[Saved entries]
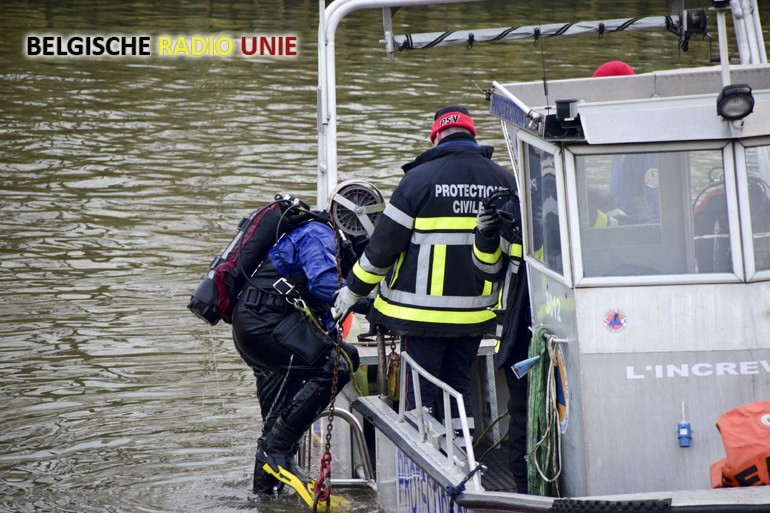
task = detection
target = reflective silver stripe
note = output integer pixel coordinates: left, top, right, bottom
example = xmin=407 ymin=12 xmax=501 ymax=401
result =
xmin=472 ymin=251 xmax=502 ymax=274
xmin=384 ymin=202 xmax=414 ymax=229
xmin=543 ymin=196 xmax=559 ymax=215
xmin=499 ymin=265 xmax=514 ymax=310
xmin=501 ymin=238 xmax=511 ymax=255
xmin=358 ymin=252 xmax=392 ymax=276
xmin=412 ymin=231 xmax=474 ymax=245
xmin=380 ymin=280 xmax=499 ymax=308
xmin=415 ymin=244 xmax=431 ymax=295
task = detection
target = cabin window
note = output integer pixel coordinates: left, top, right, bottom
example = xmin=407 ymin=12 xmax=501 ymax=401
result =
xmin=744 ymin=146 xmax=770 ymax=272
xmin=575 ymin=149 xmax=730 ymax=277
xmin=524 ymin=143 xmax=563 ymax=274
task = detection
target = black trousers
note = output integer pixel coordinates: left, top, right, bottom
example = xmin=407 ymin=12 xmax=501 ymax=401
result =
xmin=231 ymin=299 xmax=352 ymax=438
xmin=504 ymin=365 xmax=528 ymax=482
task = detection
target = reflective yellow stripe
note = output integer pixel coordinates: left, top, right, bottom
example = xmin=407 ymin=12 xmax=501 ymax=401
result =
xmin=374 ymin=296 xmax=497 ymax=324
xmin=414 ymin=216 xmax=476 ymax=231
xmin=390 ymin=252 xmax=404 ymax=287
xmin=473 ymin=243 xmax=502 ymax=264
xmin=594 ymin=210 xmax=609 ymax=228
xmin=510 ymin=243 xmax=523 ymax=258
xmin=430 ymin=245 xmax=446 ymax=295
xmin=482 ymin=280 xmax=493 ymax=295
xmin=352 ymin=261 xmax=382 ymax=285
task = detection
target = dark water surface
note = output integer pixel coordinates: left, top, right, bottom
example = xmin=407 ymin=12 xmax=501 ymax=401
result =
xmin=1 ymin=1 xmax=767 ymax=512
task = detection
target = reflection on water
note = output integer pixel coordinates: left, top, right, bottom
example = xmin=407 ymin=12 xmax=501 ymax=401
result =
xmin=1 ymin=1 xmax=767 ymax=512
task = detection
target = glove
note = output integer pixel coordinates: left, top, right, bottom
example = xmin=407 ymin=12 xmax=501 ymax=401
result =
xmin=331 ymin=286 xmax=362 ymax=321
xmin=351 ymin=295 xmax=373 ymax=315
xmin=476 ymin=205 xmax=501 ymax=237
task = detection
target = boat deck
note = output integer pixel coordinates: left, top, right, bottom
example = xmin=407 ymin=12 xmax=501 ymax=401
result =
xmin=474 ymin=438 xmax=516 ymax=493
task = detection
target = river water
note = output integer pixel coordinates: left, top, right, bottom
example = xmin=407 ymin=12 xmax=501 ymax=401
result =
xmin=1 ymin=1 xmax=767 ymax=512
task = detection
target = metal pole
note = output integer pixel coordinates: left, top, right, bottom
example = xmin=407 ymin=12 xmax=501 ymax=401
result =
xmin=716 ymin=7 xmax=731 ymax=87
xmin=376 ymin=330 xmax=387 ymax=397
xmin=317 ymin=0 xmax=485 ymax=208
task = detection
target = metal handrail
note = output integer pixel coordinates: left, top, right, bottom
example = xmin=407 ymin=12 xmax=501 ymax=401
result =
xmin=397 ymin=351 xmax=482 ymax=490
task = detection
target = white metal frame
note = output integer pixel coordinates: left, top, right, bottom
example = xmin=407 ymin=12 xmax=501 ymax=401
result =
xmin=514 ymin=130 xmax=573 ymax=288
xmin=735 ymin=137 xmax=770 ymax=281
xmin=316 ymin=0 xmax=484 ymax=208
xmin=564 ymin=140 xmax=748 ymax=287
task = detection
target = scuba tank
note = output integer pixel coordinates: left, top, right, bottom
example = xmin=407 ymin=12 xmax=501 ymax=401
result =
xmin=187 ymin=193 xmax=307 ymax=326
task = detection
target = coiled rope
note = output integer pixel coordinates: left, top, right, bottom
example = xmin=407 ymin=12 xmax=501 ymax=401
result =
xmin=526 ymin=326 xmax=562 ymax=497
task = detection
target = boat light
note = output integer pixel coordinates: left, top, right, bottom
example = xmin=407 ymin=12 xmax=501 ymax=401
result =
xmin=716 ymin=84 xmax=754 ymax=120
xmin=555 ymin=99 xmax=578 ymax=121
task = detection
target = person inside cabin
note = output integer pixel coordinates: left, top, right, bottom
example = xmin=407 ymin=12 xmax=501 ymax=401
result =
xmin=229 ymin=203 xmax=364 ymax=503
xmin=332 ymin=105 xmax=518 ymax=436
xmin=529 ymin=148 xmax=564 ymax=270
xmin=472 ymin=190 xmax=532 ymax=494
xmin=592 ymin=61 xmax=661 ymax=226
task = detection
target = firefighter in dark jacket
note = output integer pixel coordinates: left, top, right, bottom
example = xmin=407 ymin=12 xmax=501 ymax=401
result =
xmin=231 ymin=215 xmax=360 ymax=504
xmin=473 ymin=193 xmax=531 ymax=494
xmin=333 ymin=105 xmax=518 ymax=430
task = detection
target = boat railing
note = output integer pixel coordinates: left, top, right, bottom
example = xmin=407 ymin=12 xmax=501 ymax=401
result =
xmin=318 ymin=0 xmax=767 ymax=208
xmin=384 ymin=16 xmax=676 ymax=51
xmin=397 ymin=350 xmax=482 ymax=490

...

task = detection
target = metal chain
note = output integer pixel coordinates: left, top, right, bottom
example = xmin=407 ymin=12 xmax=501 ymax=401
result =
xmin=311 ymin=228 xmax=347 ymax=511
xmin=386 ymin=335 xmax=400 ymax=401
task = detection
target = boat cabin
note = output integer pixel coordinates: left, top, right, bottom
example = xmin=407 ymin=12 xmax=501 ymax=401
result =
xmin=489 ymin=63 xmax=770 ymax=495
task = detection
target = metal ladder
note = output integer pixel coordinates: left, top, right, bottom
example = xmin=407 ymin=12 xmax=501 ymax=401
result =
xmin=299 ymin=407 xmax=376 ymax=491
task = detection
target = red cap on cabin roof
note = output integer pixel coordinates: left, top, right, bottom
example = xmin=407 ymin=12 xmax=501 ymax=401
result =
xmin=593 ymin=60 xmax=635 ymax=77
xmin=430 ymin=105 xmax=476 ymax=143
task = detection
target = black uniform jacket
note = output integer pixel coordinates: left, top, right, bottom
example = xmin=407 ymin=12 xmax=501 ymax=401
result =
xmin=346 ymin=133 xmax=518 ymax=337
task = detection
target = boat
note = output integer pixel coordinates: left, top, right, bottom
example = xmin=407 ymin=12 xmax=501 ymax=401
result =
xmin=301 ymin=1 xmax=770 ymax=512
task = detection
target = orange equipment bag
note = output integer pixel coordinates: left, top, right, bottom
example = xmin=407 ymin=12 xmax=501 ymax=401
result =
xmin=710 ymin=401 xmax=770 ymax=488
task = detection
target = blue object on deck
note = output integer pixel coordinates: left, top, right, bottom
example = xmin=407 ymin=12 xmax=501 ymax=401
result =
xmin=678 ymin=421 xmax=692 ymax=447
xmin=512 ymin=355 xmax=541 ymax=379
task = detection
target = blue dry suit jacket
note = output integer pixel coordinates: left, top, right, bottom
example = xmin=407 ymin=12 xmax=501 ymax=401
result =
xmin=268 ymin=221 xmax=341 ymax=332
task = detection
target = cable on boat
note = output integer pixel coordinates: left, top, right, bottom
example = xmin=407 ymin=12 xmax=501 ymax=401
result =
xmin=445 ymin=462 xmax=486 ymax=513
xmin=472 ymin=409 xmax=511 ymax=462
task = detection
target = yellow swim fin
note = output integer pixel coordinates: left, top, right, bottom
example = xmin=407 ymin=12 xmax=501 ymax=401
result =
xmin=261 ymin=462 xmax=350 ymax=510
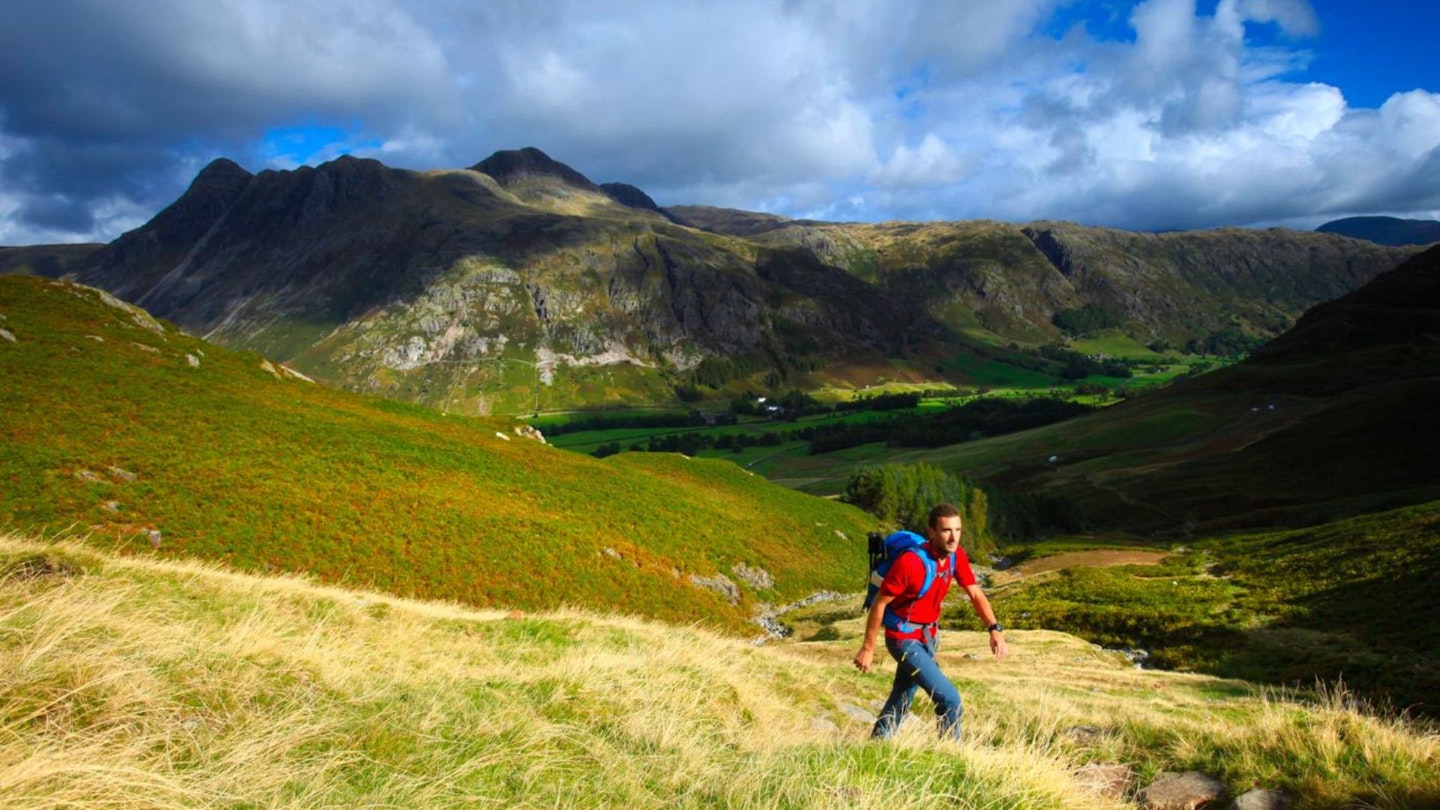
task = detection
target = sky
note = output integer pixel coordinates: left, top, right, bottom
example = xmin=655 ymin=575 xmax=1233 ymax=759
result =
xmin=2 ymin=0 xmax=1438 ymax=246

Assignment.
After identifying the lines above that contain "yellow", copy each one.

Exercise result.
target = reflective yellow stripe
target = yellow swim fin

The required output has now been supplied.